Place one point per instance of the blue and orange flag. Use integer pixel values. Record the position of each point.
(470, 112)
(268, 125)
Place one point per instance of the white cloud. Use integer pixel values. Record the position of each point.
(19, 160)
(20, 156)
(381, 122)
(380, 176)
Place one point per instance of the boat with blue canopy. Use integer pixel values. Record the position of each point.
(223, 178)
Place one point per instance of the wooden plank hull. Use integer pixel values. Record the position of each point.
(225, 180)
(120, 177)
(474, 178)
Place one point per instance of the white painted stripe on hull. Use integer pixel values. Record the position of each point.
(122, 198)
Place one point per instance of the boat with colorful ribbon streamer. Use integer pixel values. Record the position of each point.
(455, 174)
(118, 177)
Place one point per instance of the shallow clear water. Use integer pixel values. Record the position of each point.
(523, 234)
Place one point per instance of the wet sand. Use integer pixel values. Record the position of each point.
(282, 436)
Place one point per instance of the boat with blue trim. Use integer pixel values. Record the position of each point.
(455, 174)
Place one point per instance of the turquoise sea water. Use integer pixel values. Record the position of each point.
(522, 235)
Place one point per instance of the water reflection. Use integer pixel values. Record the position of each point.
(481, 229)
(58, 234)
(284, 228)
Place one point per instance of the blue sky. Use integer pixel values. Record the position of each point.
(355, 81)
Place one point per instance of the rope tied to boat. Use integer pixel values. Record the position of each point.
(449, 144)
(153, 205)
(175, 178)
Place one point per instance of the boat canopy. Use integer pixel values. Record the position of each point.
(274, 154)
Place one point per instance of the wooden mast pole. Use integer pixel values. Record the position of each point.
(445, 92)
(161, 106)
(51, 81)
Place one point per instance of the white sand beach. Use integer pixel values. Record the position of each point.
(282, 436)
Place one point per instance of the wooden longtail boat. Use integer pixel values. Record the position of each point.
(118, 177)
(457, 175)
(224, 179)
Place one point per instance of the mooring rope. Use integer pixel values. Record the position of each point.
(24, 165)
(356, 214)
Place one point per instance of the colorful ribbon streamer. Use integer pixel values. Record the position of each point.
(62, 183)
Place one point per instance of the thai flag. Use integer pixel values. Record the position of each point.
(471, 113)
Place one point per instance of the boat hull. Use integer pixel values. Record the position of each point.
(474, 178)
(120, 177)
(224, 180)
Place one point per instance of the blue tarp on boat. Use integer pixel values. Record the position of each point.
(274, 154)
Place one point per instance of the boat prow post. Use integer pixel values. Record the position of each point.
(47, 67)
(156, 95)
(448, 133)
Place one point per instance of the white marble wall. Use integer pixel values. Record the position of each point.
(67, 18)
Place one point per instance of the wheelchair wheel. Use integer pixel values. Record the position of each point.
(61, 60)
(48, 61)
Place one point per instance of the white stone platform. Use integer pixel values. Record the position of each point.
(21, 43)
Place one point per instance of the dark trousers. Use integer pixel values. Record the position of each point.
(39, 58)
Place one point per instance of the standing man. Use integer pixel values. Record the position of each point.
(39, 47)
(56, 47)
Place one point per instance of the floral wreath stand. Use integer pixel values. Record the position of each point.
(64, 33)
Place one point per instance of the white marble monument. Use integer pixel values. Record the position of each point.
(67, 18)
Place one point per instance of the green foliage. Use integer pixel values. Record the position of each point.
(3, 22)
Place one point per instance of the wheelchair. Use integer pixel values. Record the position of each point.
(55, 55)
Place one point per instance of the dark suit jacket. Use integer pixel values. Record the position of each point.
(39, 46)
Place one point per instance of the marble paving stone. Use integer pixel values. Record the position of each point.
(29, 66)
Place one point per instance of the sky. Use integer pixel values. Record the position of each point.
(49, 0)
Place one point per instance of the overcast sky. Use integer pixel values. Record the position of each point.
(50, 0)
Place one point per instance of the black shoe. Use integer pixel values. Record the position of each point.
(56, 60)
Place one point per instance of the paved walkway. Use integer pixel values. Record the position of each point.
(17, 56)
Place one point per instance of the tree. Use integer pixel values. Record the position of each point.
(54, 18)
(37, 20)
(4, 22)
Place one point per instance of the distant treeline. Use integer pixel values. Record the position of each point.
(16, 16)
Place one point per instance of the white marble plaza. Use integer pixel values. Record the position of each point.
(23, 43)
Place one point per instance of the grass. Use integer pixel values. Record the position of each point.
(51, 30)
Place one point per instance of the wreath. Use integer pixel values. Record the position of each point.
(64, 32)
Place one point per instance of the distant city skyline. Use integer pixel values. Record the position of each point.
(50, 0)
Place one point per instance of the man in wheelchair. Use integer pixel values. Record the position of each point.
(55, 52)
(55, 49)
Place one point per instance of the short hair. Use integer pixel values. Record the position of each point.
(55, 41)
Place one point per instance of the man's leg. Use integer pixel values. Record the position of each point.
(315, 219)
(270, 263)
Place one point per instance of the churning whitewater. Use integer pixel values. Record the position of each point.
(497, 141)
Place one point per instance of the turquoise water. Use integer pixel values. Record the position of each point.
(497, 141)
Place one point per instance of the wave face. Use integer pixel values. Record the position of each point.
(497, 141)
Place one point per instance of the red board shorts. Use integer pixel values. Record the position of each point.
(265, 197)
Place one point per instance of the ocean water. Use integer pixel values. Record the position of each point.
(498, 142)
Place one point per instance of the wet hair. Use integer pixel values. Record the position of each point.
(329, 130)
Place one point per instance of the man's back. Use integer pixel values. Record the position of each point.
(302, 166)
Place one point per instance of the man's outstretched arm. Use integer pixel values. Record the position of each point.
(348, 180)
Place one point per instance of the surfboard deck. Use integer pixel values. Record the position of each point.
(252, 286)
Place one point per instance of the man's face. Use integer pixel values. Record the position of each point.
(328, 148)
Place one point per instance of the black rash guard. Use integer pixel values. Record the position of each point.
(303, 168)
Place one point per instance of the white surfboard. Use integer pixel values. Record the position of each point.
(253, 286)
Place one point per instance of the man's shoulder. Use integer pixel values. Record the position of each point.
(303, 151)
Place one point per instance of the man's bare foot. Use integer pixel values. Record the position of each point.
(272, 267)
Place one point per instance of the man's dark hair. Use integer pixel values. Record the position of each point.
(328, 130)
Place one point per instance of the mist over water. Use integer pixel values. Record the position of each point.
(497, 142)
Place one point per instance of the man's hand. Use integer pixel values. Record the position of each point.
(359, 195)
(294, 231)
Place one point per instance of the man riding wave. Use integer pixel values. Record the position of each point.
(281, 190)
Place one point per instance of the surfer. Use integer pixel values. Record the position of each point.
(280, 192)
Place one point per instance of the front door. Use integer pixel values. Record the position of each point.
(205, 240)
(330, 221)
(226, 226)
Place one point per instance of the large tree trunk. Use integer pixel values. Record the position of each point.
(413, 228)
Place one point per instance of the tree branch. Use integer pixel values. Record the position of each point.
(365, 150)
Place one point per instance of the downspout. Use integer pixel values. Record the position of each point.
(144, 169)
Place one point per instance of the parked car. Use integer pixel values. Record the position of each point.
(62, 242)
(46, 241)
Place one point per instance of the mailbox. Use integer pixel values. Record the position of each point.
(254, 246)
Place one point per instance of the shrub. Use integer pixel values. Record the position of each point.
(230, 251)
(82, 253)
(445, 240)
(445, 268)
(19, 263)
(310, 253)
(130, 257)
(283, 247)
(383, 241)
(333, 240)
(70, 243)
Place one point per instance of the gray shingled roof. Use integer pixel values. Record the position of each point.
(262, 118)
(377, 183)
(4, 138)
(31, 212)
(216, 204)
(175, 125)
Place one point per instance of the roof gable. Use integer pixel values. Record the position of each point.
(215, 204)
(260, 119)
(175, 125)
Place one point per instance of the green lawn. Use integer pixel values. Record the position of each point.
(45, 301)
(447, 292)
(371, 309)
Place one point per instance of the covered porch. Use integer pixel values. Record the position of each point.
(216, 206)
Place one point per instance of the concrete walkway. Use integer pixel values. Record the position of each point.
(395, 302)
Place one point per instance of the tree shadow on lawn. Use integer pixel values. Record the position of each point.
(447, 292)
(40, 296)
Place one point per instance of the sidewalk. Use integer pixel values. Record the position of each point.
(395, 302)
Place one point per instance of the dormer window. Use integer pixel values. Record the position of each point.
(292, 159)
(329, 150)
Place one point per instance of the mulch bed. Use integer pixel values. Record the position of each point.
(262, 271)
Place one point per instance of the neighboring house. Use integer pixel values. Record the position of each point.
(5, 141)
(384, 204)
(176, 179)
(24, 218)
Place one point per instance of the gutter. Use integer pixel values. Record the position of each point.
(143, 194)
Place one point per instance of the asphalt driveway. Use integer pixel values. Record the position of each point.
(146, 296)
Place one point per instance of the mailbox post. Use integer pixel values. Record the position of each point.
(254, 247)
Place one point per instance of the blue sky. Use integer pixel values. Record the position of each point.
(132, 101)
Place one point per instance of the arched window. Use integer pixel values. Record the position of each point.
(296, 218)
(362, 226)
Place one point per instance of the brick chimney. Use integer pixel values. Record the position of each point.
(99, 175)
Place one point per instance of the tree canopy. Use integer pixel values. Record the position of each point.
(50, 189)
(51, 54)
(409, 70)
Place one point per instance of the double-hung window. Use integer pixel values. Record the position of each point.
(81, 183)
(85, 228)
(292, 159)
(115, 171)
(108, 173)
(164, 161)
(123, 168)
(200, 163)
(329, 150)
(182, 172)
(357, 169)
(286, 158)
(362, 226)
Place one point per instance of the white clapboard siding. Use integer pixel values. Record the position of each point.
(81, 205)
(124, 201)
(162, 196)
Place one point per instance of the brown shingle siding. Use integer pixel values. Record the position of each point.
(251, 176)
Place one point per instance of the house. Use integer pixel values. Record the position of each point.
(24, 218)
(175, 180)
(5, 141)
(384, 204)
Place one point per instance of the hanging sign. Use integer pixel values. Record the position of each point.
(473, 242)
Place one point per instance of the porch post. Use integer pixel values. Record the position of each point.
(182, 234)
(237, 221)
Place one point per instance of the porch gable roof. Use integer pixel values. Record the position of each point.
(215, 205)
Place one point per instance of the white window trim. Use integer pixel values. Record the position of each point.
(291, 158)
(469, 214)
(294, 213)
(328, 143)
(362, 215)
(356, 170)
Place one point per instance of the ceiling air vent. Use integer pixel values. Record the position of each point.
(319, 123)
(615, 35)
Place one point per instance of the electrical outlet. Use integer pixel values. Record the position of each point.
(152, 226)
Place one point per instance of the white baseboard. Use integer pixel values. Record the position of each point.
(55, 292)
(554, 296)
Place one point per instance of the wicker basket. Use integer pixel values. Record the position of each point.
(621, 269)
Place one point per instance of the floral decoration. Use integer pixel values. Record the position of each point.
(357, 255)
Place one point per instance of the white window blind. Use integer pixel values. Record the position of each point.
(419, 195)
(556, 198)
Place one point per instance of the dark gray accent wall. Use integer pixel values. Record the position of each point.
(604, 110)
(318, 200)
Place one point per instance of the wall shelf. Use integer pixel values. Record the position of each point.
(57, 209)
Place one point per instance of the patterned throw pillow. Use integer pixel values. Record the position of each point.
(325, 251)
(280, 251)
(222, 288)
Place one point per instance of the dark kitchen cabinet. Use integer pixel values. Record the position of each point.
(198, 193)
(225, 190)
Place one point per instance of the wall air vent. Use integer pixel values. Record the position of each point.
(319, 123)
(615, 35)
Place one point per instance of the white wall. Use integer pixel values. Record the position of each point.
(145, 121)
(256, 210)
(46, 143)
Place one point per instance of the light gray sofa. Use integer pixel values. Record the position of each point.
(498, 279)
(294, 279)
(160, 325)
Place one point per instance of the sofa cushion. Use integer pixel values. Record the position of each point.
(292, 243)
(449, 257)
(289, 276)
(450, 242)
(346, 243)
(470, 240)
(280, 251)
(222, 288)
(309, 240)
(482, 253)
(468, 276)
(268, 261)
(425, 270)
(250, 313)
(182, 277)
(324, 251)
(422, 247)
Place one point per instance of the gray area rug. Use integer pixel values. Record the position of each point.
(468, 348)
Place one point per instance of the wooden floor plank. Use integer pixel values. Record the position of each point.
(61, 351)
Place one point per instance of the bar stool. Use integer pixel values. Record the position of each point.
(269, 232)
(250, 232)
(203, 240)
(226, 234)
|---|
Job:
Print again the material above, limited to the lines from the one holding "Place one point per instance of the electrical" through the last, inclusive.

Solution:
Place one point per instance of the electrical outlet. Use integer pixel values. Record the position of each point.
(152, 226)
Place one point per instance of the white baseboard. Use integer pixel values. Record the position of each point.
(55, 292)
(554, 296)
Place one point per instance of the wicker basket. Use integer pixel values. Record the position of each point.
(621, 269)
Place one point per instance of the floral decoration. Use integer pixel values. Record the position of each point.
(357, 255)
Place one point per instance of the white window blind. Use integer pixel values. Record the position of each point.
(419, 195)
(556, 198)
Place one point per instance of the dark gray accent wall. Use integer pixel values. Record the position of each point.
(604, 110)
(318, 200)
Place one point per instance of the wall shelf. Use integer pixel values. Record the position of each point.
(57, 209)
Place one point per instance of the patterned throw pillow. Use integer pixel values. Record the position of each point.
(325, 251)
(280, 251)
(222, 288)
Place one point per instance of the dark kitchen cabinet. Use integer pixel values. Record the position of each point.
(198, 193)
(225, 190)
Place one point per instance of the wall air vent. Use integer pixel values. Record the position of each point.
(319, 123)
(615, 35)
Place one point per instance of the white wall. Use integer pixel values. Record the position of each point.
(145, 121)
(256, 210)
(46, 143)
Place one point per instance of the light gray sofa. Use integer pixel values. Record the position of each point.
(498, 279)
(294, 279)
(160, 325)
Place one point per instance of the sofa cushion. Use integer pixel values. Record the position of each point.
(292, 243)
(449, 257)
(289, 276)
(450, 242)
(346, 243)
(470, 240)
(280, 251)
(222, 288)
(309, 240)
(482, 253)
(468, 276)
(268, 261)
(425, 270)
(250, 313)
(182, 277)
(324, 251)
(422, 247)
Place one point per instance of the gray area rug. Use integer pixel values. Record the position of each point.
(468, 348)
Place one point per instance of the wooden floor plank. Use integer pixel values. Record the position of each point.
(61, 351)
Place one point per instance of the bar stool. Use integer pixel values. Record the position of each point.
(269, 232)
(250, 232)
(203, 240)
(226, 234)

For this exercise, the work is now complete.